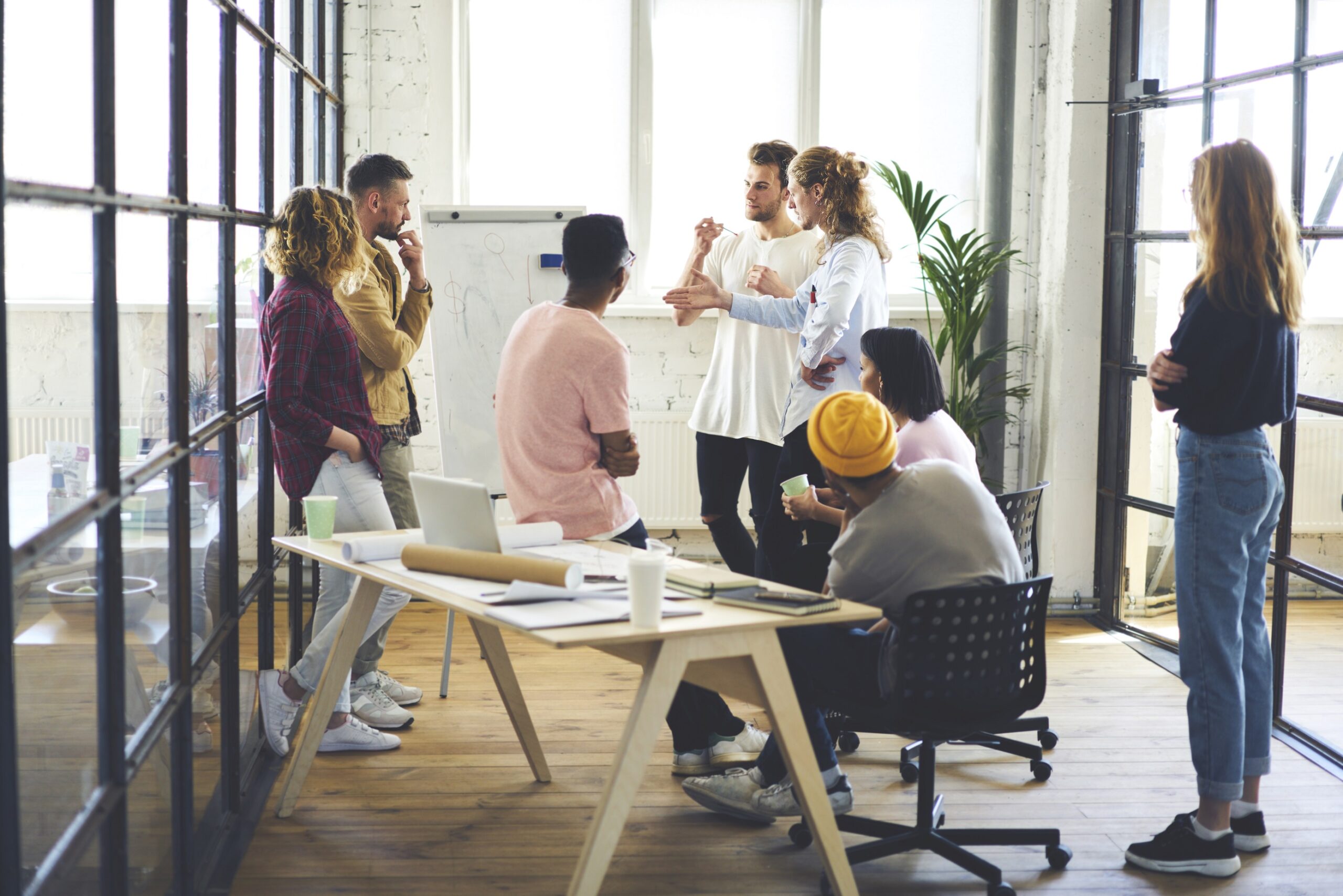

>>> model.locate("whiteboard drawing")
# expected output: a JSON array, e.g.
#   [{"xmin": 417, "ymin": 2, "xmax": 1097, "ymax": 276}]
[{"xmin": 485, "ymin": 234, "xmax": 513, "ymax": 280}]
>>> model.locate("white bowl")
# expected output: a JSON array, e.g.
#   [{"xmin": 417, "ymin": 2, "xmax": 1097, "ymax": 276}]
[{"xmin": 47, "ymin": 575, "xmax": 158, "ymax": 628}]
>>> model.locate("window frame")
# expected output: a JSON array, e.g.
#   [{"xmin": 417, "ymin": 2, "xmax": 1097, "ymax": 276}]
[
  {"xmin": 454, "ymin": 0, "xmax": 961, "ymax": 318},
  {"xmin": 1094, "ymin": 0, "xmax": 1343, "ymax": 767},
  {"xmin": 0, "ymin": 0, "xmax": 344, "ymax": 896}
]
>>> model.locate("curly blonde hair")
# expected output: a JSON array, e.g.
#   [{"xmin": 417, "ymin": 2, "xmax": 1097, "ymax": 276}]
[
  {"xmin": 788, "ymin": 146, "xmax": 890, "ymax": 262},
  {"xmin": 1185, "ymin": 140, "xmax": 1304, "ymax": 329},
  {"xmin": 264, "ymin": 187, "xmax": 364, "ymax": 290}
]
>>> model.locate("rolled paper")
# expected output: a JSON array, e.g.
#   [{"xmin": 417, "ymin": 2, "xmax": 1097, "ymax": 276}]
[
  {"xmin": 340, "ymin": 529, "xmax": 424, "ymax": 563},
  {"xmin": 499, "ymin": 522, "xmax": 564, "ymax": 551},
  {"xmin": 401, "ymin": 544, "xmax": 583, "ymax": 589}
]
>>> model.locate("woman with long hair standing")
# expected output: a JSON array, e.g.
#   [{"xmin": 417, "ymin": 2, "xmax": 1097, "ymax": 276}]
[
  {"xmin": 664, "ymin": 146, "xmax": 890, "ymax": 591},
  {"xmin": 258, "ymin": 187, "xmax": 410, "ymax": 756},
  {"xmin": 1125, "ymin": 140, "xmax": 1303, "ymax": 877}
]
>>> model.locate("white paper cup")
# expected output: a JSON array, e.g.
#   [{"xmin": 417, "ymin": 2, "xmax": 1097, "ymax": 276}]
[{"xmin": 628, "ymin": 540, "xmax": 672, "ymax": 628}]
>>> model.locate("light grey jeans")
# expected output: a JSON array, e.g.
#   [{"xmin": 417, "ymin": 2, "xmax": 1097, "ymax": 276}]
[
  {"xmin": 350, "ymin": 442, "xmax": 419, "ymax": 678},
  {"xmin": 289, "ymin": 451, "xmax": 411, "ymax": 712}
]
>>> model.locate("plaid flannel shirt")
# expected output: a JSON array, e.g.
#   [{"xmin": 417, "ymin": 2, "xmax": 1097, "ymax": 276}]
[{"xmin": 261, "ymin": 277, "xmax": 383, "ymax": 498}]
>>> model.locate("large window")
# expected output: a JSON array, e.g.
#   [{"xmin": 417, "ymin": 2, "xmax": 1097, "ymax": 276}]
[
  {"xmin": 1096, "ymin": 0, "xmax": 1343, "ymax": 760},
  {"xmin": 463, "ymin": 0, "xmax": 980, "ymax": 307},
  {"xmin": 0, "ymin": 0, "xmax": 343, "ymax": 896}
]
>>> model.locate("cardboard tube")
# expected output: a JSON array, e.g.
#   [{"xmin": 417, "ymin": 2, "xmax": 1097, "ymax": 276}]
[{"xmin": 401, "ymin": 544, "xmax": 583, "ymax": 589}]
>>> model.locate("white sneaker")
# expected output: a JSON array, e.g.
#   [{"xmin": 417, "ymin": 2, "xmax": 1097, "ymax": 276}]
[
  {"xmin": 709, "ymin": 721, "xmax": 770, "ymax": 769},
  {"xmin": 349, "ymin": 671, "xmax": 415, "ymax": 728},
  {"xmin": 257, "ymin": 669, "xmax": 300, "ymax": 756},
  {"xmin": 672, "ymin": 747, "xmax": 713, "ymax": 775},
  {"xmin": 751, "ymin": 775, "xmax": 853, "ymax": 818},
  {"xmin": 681, "ymin": 769, "xmax": 775, "ymax": 824},
  {"xmin": 317, "ymin": 716, "xmax": 401, "ymax": 752},
  {"xmin": 145, "ymin": 682, "xmax": 219, "ymax": 719},
  {"xmin": 376, "ymin": 669, "xmax": 424, "ymax": 707}
]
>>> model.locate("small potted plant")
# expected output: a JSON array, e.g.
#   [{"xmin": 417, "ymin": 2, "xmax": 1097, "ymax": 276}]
[{"xmin": 187, "ymin": 369, "xmax": 221, "ymax": 501}]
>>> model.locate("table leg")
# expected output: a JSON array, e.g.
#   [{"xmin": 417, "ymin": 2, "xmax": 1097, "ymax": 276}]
[
  {"xmin": 438, "ymin": 610, "xmax": 456, "ymax": 697},
  {"xmin": 472, "ymin": 619, "xmax": 551, "ymax": 783},
  {"xmin": 275, "ymin": 577, "xmax": 383, "ymax": 818},
  {"xmin": 751, "ymin": 632, "xmax": 858, "ymax": 896},
  {"xmin": 568, "ymin": 641, "xmax": 686, "ymax": 896}
]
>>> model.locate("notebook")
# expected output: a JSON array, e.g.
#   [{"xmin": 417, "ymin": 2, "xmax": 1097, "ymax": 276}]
[
  {"xmin": 713, "ymin": 589, "xmax": 839, "ymax": 616},
  {"xmin": 667, "ymin": 566, "xmax": 760, "ymax": 598}
]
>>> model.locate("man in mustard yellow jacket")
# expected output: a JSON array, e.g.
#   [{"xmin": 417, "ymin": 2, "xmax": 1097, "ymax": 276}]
[{"xmin": 325, "ymin": 153, "xmax": 434, "ymax": 728}]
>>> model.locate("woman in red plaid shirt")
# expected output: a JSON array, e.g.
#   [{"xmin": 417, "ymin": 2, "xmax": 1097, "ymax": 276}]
[{"xmin": 258, "ymin": 187, "xmax": 410, "ymax": 756}]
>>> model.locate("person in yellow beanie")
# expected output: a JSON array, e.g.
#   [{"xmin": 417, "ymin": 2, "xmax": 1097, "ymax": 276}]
[{"xmin": 682, "ymin": 392, "xmax": 1025, "ymax": 822}]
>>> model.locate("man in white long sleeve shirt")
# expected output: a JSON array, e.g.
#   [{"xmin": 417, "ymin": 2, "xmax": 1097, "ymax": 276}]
[{"xmin": 665, "ymin": 146, "xmax": 890, "ymax": 590}]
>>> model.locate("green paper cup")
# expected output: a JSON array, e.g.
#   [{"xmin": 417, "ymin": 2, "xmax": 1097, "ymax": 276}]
[
  {"xmin": 121, "ymin": 426, "xmax": 140, "ymax": 461},
  {"xmin": 304, "ymin": 494, "xmax": 336, "ymax": 541}
]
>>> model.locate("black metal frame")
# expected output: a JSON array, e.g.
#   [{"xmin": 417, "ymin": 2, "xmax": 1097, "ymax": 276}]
[
  {"xmin": 0, "ymin": 0, "xmax": 344, "ymax": 896},
  {"xmin": 1094, "ymin": 0, "xmax": 1343, "ymax": 767}
]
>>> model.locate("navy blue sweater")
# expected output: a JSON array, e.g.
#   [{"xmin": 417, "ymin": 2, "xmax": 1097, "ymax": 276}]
[{"xmin": 1156, "ymin": 286, "xmax": 1297, "ymax": 435}]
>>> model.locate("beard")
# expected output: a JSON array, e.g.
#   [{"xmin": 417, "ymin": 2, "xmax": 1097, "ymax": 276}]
[{"xmin": 747, "ymin": 196, "xmax": 783, "ymax": 225}]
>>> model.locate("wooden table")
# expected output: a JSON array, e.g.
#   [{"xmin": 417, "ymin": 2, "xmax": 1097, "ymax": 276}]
[{"xmin": 275, "ymin": 534, "xmax": 881, "ymax": 896}]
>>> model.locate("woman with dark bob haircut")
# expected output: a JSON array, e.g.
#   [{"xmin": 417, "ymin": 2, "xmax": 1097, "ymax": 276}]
[{"xmin": 783, "ymin": 326, "xmax": 979, "ymax": 525}]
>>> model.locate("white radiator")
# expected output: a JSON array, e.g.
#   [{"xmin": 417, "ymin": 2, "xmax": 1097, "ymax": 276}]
[
  {"xmin": 498, "ymin": 411, "xmax": 753, "ymax": 529},
  {"xmin": 1292, "ymin": 417, "xmax": 1343, "ymax": 535},
  {"xmin": 9, "ymin": 407, "xmax": 164, "ymax": 461}
]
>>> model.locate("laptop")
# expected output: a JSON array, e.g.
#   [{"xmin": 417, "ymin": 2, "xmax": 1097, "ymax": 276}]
[{"xmin": 411, "ymin": 473, "xmax": 502, "ymax": 553}]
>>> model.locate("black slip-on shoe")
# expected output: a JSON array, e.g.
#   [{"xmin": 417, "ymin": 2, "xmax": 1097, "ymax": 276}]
[{"xmin": 1124, "ymin": 814, "xmax": 1241, "ymax": 877}]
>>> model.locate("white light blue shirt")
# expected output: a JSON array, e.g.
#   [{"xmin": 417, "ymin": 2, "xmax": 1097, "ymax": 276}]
[{"xmin": 731, "ymin": 237, "xmax": 890, "ymax": 438}]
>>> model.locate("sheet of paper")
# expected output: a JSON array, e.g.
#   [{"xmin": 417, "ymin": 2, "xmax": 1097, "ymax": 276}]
[
  {"xmin": 368, "ymin": 560, "xmax": 508, "ymax": 601},
  {"xmin": 523, "ymin": 541, "xmax": 628, "ymax": 580},
  {"xmin": 485, "ymin": 598, "xmax": 700, "ymax": 630}
]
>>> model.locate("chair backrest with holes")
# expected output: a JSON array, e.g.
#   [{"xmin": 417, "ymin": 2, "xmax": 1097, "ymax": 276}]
[
  {"xmin": 892, "ymin": 575, "xmax": 1053, "ymax": 728},
  {"xmin": 994, "ymin": 482, "xmax": 1049, "ymax": 577}
]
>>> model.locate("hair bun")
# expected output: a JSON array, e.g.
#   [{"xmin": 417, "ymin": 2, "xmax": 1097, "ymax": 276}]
[{"xmin": 835, "ymin": 152, "xmax": 868, "ymax": 180}]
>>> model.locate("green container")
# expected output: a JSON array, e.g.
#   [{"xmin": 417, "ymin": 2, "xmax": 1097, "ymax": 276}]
[{"xmin": 304, "ymin": 494, "xmax": 336, "ymax": 541}]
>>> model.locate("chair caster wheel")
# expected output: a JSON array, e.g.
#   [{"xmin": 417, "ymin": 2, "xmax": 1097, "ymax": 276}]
[{"xmin": 1045, "ymin": 844, "xmax": 1073, "ymax": 870}]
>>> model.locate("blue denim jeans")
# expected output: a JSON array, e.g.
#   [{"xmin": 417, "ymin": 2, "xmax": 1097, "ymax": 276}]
[
  {"xmin": 1175, "ymin": 427, "xmax": 1283, "ymax": 801},
  {"xmin": 756, "ymin": 625, "xmax": 882, "ymax": 784},
  {"xmin": 289, "ymin": 451, "xmax": 411, "ymax": 712}
]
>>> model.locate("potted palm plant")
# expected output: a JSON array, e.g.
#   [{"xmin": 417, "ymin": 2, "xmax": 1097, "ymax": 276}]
[{"xmin": 875, "ymin": 161, "xmax": 1030, "ymax": 485}]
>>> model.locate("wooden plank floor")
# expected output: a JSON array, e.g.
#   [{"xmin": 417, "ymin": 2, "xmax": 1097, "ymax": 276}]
[
  {"xmin": 1127, "ymin": 599, "xmax": 1343, "ymax": 752},
  {"xmin": 233, "ymin": 603, "xmax": 1343, "ymax": 896}
]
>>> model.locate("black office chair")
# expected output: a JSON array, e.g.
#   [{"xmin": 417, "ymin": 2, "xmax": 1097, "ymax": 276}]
[
  {"xmin": 788, "ymin": 577, "xmax": 1073, "ymax": 896},
  {"xmin": 826, "ymin": 482, "xmax": 1058, "ymax": 783}
]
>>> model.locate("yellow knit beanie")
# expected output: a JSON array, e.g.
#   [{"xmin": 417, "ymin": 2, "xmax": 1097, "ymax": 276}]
[{"xmin": 807, "ymin": 392, "xmax": 896, "ymax": 478}]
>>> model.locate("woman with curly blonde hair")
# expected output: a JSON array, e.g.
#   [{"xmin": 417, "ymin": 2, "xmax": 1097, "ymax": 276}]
[
  {"xmin": 664, "ymin": 146, "xmax": 890, "ymax": 591},
  {"xmin": 257, "ymin": 187, "xmax": 410, "ymax": 756},
  {"xmin": 1125, "ymin": 140, "xmax": 1303, "ymax": 877}
]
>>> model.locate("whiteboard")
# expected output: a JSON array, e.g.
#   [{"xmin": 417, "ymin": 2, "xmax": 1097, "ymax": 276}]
[{"xmin": 420, "ymin": 206, "xmax": 584, "ymax": 494}]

> [Challenge]:
Please list every line in the listing above that contains the word "with". Case counts.

> [Finished task]:
>>> model.locate("woman with long hair standing")
>>> model.locate("woman with dark bob haircut")
>>> model.locate("chair backrest with holes")
>>> model.locate("woman with curly blonde hair")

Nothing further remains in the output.